▶ [Task goal]: Exclude every picture and return the remaining entries below verbatim.

▶ [Dataset entries]:
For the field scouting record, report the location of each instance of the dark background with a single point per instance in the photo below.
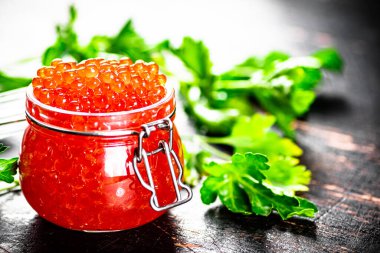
(340, 138)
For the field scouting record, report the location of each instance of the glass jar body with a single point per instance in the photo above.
(88, 183)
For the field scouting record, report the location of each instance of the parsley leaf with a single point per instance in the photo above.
(8, 167)
(238, 184)
(287, 176)
(3, 147)
(282, 85)
(10, 83)
(254, 134)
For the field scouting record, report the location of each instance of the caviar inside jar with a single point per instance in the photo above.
(98, 85)
(87, 182)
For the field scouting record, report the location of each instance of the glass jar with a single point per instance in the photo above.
(102, 171)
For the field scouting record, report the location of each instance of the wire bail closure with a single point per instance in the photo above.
(167, 148)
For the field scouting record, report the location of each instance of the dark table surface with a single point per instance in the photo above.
(340, 138)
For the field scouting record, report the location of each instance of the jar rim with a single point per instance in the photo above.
(70, 121)
(169, 94)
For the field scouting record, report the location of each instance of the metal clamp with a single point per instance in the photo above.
(167, 148)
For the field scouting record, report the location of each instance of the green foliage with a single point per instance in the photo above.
(255, 134)
(239, 186)
(9, 83)
(8, 167)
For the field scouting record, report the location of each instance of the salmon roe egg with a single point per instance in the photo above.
(98, 85)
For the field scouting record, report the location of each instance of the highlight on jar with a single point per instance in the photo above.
(101, 151)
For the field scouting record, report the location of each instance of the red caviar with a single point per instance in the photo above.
(114, 82)
(81, 181)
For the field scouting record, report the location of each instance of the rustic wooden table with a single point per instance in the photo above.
(340, 137)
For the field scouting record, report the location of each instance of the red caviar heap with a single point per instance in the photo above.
(98, 85)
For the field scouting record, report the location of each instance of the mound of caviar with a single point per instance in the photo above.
(98, 85)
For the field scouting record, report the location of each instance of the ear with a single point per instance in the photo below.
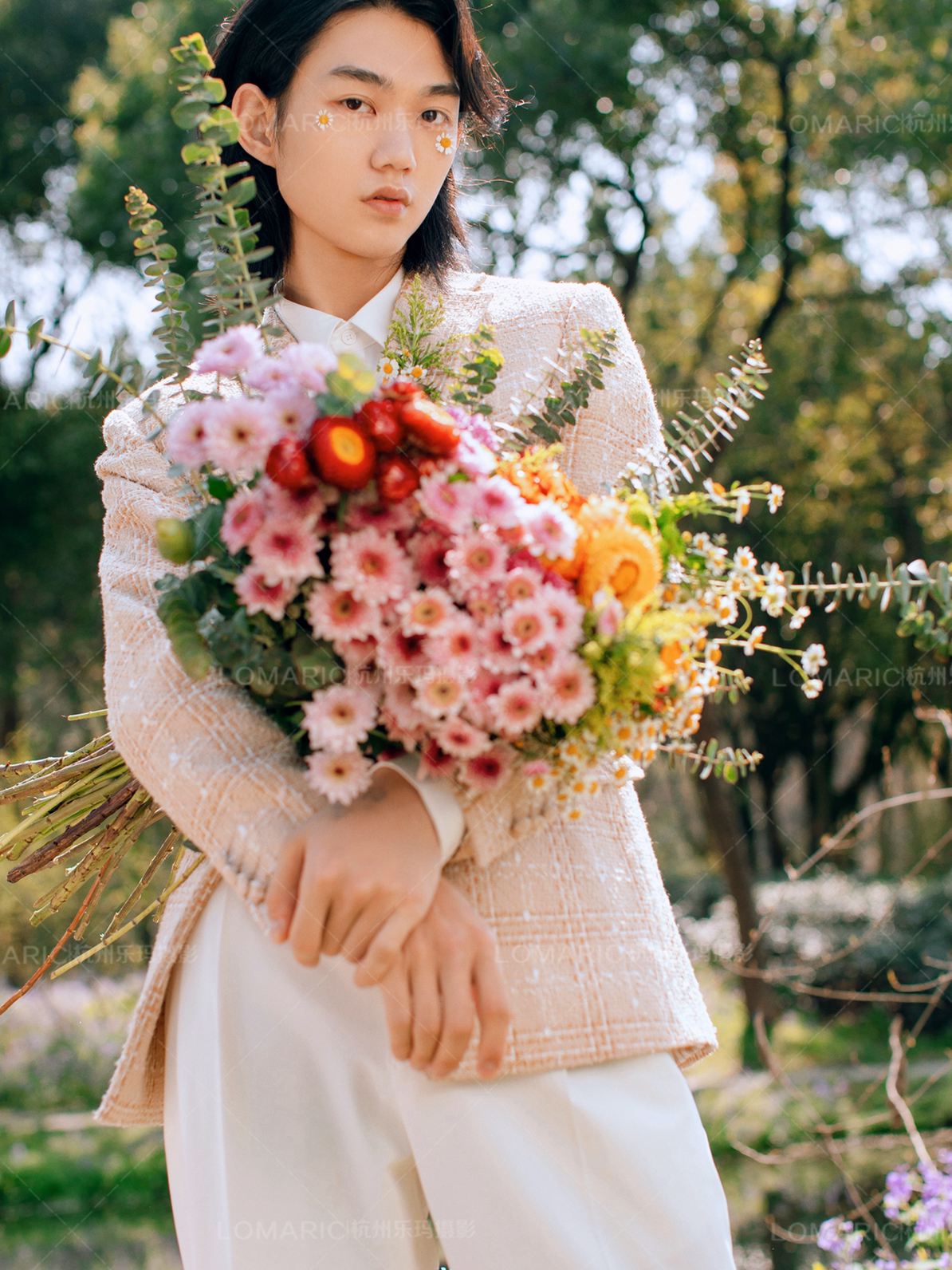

▶ [Task result]:
For the field scouting record, report the location of each instance of the dark background with a single point per instance in the photo below.
(340, 138)
For the field scouting record, report the location of each instance of the glass jar body with a single point per instance in the photo above.
(88, 183)
For the field scouting record, report the location of each instance of the parsley leaf with a single point per instance in the photo above.
(8, 167)
(238, 184)
(287, 176)
(3, 147)
(282, 85)
(10, 83)
(254, 134)
For the field scouting record, report the location of each instance of the caviar inside jar with a single point per instance in the photo above.
(98, 85)
(87, 182)
For the field scouting record, report the location of each instance of the glass jar with a single point per instance in the photo above.
(102, 171)
For the field scouting record, report the location of each instance of the wire bail closure with a single point per instance in the photo above.
(167, 148)
For the field scouting record, report the location of each instance of the dark table surface with a single point per instance in the photo above.
(340, 138)
For the field scouting record, report the location of each instance of the jar rim with a single point per instance in the photo above.
(70, 121)
(169, 94)
For the field scouting record, report the location of each instance of the metal clamp with a single point per instance in the photo above.
(167, 148)
For the field scouting record, report the location of each instance of the green foliage with a single point per instance in the photo above.
(255, 134)
(239, 186)
(9, 83)
(8, 167)
For the field scouting record, report the location of each instance of the salmon roe egg with a single point per instance in the photo above.
(98, 85)
For the field scouting record, report the location of each instance of the highlight on jar with a single point per instance in the photo above.
(101, 151)
For the field scouting record, report the location of each instance of the red caviar with a single point per instance in the photo above.
(114, 82)
(81, 181)
For the field scouting record, report the location of each instance of the rustic wooden table with a single point per instance in the photo above.
(340, 137)
For the field scouting record, report the location of each instance of the red caviar heap with a single point per instance in the photo above.
(98, 85)
For the field scouting record, report the location of each instance of the mound of caviar with a single point per instance in the photo above.
(98, 85)
For the field scouting record, report the location of each instance of the ear with a single point per instance in the photo below.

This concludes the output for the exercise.